Written request: Write out the stretch of records from the start through the line containing "top-left (176, 87), bottom-right (236, 134)", both ends included, keeping every line. Multiply each bounding-box coordinate in the answers by 2.35 and round to whole numbers, halves up, leaving all other numbers, including those in the format samples, unchanged.

— start of Record extracts —

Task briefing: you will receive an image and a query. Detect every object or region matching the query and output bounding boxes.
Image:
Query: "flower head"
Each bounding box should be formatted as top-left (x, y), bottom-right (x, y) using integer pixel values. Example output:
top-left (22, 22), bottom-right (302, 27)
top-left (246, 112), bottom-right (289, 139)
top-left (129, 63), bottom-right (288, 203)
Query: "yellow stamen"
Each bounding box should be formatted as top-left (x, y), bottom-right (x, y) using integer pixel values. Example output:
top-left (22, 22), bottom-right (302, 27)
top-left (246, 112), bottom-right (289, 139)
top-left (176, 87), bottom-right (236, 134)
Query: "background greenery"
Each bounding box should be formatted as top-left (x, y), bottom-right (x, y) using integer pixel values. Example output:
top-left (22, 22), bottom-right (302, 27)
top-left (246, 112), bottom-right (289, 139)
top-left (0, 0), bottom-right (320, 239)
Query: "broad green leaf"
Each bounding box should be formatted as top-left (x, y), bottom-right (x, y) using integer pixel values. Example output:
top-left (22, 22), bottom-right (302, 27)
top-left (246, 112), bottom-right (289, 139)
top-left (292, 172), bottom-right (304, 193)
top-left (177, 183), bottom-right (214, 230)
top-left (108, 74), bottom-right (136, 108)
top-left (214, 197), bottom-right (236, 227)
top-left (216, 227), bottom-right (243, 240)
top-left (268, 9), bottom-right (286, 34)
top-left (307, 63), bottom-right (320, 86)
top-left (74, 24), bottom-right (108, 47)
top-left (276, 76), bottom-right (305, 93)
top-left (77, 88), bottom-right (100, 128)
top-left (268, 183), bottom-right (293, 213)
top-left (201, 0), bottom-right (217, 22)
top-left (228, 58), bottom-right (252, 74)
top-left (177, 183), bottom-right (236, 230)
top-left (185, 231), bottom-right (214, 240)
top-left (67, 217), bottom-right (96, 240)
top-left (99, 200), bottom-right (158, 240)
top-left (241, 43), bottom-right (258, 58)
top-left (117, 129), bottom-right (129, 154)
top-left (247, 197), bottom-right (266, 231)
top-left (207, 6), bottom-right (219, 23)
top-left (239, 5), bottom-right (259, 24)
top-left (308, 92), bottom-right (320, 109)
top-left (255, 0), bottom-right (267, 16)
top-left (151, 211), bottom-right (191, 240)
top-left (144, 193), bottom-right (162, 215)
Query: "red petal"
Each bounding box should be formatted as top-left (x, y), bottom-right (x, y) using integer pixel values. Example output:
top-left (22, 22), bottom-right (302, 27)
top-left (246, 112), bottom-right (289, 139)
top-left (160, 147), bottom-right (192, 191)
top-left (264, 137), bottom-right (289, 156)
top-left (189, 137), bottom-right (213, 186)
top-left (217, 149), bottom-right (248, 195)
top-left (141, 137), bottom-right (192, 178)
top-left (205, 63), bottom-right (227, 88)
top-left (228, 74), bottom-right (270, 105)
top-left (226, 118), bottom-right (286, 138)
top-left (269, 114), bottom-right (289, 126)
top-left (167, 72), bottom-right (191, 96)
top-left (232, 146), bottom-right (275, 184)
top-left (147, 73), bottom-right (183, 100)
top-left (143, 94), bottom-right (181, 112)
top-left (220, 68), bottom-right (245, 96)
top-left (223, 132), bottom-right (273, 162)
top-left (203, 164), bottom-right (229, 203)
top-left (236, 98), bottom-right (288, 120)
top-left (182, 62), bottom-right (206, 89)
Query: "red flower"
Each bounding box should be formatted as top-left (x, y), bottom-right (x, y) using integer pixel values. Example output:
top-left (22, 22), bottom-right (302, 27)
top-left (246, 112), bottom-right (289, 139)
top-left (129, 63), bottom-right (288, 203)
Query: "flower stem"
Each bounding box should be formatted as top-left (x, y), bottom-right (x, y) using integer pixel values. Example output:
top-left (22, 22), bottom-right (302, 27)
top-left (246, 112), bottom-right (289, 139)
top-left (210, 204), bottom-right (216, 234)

— end of Record extracts —

Solution:
Task briefing: you will receive an image and a query. Detect every object or region matching the query and output bounding boxes.
Image:
Query: "flower head"
Each bounding box should be formatted as top-left (x, y), bottom-right (x, y) using integer pixel values. Example output:
top-left (22, 22), bottom-right (302, 27)
top-left (246, 112), bottom-right (289, 139)
top-left (303, 148), bottom-right (677, 477)
Query: "yellow stamen"
Each bounding box should be formatted as top-left (x, y), bottom-right (x, y) using integer pixel values. Example output:
top-left (22, 22), bottom-right (302, 27)
top-left (246, 112), bottom-right (289, 139)
top-left (414, 204), bottom-right (555, 315)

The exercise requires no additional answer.